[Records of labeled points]
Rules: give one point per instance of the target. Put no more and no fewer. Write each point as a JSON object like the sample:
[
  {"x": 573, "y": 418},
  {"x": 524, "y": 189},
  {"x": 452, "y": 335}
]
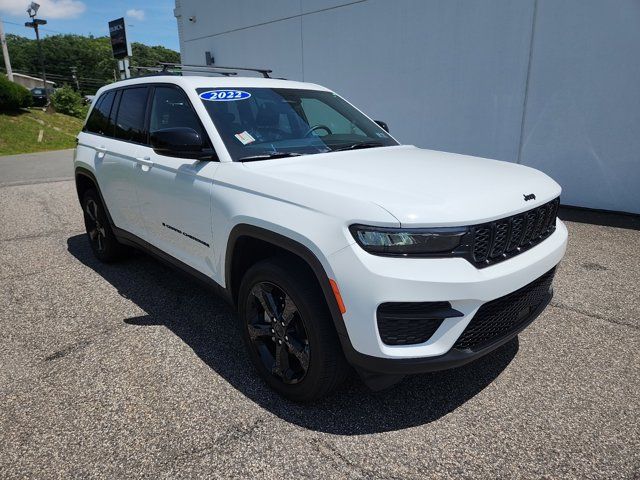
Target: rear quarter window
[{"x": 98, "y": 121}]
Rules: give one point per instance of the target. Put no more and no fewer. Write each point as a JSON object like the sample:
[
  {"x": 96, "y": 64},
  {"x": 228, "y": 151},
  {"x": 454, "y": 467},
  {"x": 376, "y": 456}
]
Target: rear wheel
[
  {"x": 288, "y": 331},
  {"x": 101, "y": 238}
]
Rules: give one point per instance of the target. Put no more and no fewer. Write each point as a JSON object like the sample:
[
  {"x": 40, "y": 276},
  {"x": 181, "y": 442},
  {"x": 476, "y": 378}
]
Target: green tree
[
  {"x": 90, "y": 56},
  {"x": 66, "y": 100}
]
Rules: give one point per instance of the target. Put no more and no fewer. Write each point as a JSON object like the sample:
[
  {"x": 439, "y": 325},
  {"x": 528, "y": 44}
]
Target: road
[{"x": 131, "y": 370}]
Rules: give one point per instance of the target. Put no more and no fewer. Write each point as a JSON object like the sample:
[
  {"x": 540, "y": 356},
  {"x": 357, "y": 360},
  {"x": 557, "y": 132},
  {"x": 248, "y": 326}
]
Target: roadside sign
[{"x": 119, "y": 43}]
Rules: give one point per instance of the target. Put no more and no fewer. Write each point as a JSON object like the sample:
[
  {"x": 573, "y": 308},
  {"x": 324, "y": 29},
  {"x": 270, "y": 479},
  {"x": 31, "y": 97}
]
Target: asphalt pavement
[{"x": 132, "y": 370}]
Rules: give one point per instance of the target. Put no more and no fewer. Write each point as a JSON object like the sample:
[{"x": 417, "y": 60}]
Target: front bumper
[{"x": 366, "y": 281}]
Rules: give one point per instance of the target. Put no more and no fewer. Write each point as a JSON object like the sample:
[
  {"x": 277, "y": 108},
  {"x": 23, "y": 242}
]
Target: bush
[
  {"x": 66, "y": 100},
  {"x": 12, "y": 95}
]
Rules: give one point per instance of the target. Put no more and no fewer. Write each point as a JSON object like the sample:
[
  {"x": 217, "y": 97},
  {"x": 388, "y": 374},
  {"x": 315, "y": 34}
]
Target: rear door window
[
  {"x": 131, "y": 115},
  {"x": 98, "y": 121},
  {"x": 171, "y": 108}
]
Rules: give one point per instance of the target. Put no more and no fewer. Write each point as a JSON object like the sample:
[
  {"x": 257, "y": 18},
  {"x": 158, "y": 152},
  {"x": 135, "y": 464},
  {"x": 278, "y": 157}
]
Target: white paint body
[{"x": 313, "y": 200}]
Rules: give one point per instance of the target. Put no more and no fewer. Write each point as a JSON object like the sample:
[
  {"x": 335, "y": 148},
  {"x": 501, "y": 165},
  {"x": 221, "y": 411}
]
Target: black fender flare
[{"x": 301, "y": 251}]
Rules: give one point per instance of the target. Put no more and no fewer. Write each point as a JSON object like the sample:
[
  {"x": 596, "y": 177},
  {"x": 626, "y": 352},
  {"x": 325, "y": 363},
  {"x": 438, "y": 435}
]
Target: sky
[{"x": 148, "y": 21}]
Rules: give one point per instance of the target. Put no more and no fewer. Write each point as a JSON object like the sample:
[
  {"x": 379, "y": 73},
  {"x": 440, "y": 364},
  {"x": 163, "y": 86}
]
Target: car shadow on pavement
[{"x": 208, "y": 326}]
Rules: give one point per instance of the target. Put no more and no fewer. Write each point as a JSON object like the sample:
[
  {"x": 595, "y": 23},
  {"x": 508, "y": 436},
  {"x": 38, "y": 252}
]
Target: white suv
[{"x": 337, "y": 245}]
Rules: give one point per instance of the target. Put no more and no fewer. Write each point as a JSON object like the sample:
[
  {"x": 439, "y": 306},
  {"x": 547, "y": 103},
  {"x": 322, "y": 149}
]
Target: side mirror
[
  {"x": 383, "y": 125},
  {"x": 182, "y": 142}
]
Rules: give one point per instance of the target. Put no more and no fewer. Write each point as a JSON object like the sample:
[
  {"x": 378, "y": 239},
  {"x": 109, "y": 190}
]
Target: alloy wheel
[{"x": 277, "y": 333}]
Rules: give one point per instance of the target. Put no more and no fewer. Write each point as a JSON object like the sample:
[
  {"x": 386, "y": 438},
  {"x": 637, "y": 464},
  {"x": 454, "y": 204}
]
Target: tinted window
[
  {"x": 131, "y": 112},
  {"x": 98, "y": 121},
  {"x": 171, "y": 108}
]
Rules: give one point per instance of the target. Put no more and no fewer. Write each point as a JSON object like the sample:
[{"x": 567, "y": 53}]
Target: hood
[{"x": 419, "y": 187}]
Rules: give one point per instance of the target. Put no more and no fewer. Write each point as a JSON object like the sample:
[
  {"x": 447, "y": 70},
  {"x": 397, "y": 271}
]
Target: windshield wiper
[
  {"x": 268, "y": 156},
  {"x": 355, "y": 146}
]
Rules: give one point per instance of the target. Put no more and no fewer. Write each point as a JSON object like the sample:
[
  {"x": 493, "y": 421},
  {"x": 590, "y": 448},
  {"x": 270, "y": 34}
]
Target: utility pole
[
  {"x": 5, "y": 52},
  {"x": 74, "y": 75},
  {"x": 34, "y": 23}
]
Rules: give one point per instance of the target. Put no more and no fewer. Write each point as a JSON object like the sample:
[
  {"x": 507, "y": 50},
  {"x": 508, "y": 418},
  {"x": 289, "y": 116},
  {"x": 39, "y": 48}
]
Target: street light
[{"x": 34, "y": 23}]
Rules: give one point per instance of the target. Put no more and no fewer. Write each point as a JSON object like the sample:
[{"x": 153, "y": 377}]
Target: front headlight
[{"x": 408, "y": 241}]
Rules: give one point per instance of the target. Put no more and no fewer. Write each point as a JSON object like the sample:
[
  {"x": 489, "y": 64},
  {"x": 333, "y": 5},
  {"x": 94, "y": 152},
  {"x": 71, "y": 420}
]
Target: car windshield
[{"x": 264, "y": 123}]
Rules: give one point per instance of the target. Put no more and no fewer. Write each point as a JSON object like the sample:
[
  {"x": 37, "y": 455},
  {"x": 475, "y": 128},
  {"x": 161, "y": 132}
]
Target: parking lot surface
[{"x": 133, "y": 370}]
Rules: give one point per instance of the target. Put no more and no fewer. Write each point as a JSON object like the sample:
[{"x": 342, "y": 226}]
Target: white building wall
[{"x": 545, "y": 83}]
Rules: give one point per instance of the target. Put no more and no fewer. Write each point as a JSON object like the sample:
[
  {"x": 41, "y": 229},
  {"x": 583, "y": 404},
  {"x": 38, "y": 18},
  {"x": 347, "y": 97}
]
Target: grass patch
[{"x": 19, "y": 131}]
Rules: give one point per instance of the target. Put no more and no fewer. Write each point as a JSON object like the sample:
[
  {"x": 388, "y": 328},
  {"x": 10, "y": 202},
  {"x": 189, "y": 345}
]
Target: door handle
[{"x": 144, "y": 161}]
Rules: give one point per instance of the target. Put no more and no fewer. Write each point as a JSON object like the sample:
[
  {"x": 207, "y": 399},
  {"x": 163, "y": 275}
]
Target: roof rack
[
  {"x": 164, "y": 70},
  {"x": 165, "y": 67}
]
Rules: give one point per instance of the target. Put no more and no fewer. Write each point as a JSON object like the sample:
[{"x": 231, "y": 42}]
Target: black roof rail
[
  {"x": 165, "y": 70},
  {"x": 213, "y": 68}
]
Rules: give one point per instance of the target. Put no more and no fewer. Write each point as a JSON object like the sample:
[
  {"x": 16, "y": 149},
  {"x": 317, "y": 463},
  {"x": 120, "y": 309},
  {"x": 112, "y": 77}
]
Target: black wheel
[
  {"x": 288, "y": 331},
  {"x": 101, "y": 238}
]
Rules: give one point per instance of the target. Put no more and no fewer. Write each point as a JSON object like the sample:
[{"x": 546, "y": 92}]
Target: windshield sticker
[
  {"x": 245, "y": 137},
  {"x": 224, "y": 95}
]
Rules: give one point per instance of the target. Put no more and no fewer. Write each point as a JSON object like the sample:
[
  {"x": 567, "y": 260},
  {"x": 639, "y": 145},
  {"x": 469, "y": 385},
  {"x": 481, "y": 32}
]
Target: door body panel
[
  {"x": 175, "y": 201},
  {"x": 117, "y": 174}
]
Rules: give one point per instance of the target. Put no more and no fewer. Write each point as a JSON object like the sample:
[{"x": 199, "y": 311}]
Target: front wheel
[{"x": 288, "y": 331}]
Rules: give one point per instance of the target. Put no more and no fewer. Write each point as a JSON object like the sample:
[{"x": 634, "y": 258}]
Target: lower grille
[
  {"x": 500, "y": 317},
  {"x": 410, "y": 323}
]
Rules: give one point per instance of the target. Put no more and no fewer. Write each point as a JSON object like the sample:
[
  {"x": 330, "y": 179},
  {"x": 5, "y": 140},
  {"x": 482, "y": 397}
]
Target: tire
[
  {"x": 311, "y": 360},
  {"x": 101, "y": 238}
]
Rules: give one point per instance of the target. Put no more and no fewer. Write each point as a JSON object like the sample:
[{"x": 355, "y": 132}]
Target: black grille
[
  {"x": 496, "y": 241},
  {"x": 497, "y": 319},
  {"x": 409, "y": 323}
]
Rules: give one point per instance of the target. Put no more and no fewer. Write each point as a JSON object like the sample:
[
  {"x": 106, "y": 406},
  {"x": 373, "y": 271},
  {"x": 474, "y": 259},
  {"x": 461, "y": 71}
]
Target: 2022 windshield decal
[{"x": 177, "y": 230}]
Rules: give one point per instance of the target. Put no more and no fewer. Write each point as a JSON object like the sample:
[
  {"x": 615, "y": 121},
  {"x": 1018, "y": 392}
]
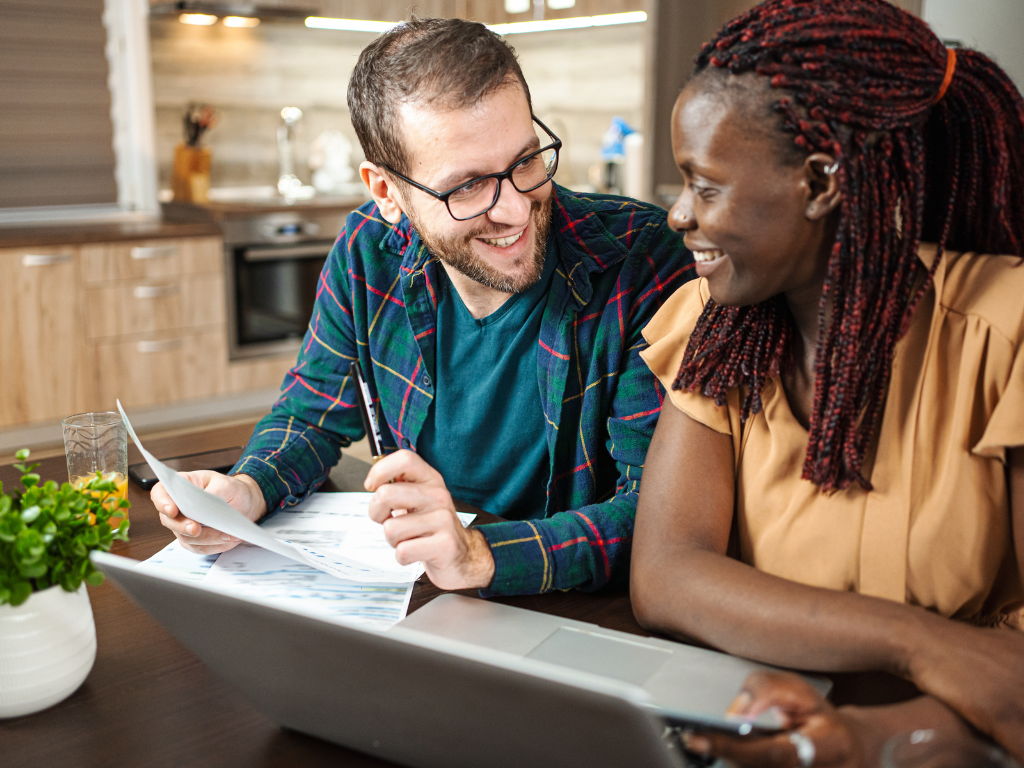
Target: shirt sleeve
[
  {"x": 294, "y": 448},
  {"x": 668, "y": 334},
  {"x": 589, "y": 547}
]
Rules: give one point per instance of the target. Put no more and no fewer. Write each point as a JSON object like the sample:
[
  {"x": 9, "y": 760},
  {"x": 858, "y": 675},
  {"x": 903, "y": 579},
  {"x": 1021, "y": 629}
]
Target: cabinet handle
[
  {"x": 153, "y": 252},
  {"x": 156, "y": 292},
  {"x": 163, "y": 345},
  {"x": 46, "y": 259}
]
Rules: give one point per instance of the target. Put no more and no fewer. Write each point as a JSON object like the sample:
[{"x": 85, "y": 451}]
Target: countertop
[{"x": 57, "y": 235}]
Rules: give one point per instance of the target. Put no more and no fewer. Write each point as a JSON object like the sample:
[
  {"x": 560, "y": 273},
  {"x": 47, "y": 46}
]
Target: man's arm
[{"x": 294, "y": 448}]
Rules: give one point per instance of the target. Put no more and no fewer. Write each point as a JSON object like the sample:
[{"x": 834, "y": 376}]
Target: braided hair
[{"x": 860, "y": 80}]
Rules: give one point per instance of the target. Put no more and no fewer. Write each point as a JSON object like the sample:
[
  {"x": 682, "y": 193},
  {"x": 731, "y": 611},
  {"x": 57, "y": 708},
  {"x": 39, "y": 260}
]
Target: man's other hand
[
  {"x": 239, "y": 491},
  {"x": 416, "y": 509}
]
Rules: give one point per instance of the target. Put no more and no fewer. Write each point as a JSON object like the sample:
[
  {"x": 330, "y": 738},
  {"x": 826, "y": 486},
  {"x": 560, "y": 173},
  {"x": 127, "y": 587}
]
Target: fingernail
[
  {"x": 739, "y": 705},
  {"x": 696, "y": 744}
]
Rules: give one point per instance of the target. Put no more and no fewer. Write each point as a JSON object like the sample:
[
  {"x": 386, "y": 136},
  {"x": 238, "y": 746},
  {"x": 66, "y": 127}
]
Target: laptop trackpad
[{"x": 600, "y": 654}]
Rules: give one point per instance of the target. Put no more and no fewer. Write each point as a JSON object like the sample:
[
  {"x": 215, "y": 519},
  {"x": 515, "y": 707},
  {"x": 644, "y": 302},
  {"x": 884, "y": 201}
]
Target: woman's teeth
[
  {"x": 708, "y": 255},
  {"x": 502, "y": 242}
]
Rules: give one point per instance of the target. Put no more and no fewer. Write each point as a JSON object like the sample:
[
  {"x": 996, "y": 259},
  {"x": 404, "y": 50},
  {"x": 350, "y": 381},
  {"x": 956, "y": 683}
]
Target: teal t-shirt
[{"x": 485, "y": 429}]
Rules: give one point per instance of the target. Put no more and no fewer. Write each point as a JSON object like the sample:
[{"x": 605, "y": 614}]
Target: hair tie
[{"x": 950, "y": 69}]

*Task*
Count the lines above that contain the string "hair", and reply with only that number.

*Right answer*
2